Retype the data in its entirety, with no word changed.

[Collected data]

★ ★ ★

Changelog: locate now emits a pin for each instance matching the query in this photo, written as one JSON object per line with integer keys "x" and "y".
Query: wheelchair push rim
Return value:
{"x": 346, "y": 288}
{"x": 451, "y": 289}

★ ★ ★

— OUTPUT OF THE EXERCISE —
Changelog: locate now emits a pin for each instance matching the query in this photo, written as one JSON object per line with integer keys "x" and "y".
Query: wheelchair push rim
Return value:
{"x": 346, "y": 288}
{"x": 451, "y": 289}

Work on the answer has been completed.